O partido dos DSA está aberto a todos e a adesão pode ser feita pela internet. Como era de esperar, ele se tornou um refúgio onde anarquistas e comunistas se misturam com partidários de Sanders. Sua estrutura descentralizada permite às seções locais funcionar de maneira bastante autônoma, o que favorece uma grande diversidade de formas de participação: desde ajuda à criação de associações de inquilinos até uma mãozinha aos que precisam consertar o farol do carro, passando pelas grandes campanhas nacionais como “Medicare for All” (Assistência Médica para Todos, do nome do seguro-doença público destinado aos idosos).
Os DSA adquiriram também certo peso no cenário político, a ponto de representarem um adversário eleitoral cada vez mais duro de roer. Em Chicago, dos sessenta vereadores, seis pertencem ao movimento socialista. No plano estadual, socialistas foram eleitos para as assembleias da Virgínia e de Nova York.

■ LISTAGEM FORNECIDA

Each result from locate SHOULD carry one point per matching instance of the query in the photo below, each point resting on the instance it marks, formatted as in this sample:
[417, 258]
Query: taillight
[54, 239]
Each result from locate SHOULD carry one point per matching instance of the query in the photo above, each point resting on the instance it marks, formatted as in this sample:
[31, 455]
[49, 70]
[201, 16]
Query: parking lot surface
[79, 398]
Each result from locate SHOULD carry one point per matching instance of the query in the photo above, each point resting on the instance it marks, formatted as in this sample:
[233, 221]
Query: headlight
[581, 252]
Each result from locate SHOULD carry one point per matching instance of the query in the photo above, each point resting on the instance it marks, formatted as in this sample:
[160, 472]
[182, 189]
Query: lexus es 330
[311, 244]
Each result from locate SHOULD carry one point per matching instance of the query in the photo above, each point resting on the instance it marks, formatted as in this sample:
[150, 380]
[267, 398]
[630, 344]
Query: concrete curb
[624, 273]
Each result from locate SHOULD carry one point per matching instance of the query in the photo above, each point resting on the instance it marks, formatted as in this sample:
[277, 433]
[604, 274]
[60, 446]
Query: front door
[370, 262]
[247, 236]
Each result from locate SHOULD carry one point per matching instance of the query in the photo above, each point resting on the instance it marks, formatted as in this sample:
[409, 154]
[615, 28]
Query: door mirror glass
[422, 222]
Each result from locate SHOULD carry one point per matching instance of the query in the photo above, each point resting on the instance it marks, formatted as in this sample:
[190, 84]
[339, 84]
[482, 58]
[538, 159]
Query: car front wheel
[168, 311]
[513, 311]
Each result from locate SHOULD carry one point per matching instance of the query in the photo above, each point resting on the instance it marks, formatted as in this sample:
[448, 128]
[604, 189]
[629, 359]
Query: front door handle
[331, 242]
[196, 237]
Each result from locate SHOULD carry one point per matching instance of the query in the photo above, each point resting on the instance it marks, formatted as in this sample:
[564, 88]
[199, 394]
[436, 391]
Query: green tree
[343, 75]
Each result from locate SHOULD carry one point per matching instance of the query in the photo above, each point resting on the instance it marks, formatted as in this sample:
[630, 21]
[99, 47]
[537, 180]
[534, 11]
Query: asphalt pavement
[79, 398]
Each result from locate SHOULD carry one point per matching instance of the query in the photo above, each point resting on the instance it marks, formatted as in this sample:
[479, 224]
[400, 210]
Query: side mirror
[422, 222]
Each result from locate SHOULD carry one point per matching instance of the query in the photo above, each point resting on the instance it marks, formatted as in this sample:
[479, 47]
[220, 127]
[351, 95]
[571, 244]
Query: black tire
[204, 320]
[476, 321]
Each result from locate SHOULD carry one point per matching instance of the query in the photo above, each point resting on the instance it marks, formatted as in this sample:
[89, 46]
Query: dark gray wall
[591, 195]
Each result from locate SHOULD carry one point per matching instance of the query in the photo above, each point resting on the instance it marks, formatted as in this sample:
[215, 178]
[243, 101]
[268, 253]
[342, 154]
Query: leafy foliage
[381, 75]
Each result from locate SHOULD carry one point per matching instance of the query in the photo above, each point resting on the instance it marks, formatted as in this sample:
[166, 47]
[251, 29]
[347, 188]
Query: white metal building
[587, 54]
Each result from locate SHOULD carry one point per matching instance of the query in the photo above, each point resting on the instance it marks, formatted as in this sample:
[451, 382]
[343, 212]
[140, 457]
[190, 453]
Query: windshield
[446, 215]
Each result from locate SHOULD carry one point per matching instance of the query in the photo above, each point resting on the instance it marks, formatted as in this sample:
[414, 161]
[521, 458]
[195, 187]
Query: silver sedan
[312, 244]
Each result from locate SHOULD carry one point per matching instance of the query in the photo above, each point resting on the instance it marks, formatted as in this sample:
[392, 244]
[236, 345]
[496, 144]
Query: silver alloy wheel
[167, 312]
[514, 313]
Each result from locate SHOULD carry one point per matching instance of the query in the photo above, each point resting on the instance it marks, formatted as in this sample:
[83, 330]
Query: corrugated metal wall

■ ATIVIDADES PROPOSTAS
a - Responda às perguntas sobre o texto sobre os DSA:
(i) De que forma pode ser feita a adesão ao partido?
(ii) Quantos dos sessenta vereadores de Chicago pertencem ao movimento socialista?
(iii) Para as assembleias de quais estados foram eleitos socialistas?
b - Transcreva do texto sobre os DSA o trecho que vai de "Os DSA adquiriram" até "de Nova York.", incluindo este último.
Responda exclusivamente com base no texto sobre os DSA.

■ RESPOSTAS POR ATIVIDADE
a -
(i) Pela internet.
(ii) Seis.
(iii) Virgínia e Nova York.

b -
Os DSA adquiriram também certo peso no cenário político, a ponto de representarem um adversário eleitoral cada vez mais duro de roer. Em Chicago, dos sessenta vereadores, seis pertencem ao movimento socialista. No plano estadual, socialistas foram eleitos para as assembleias da Virgínia e de Nova York.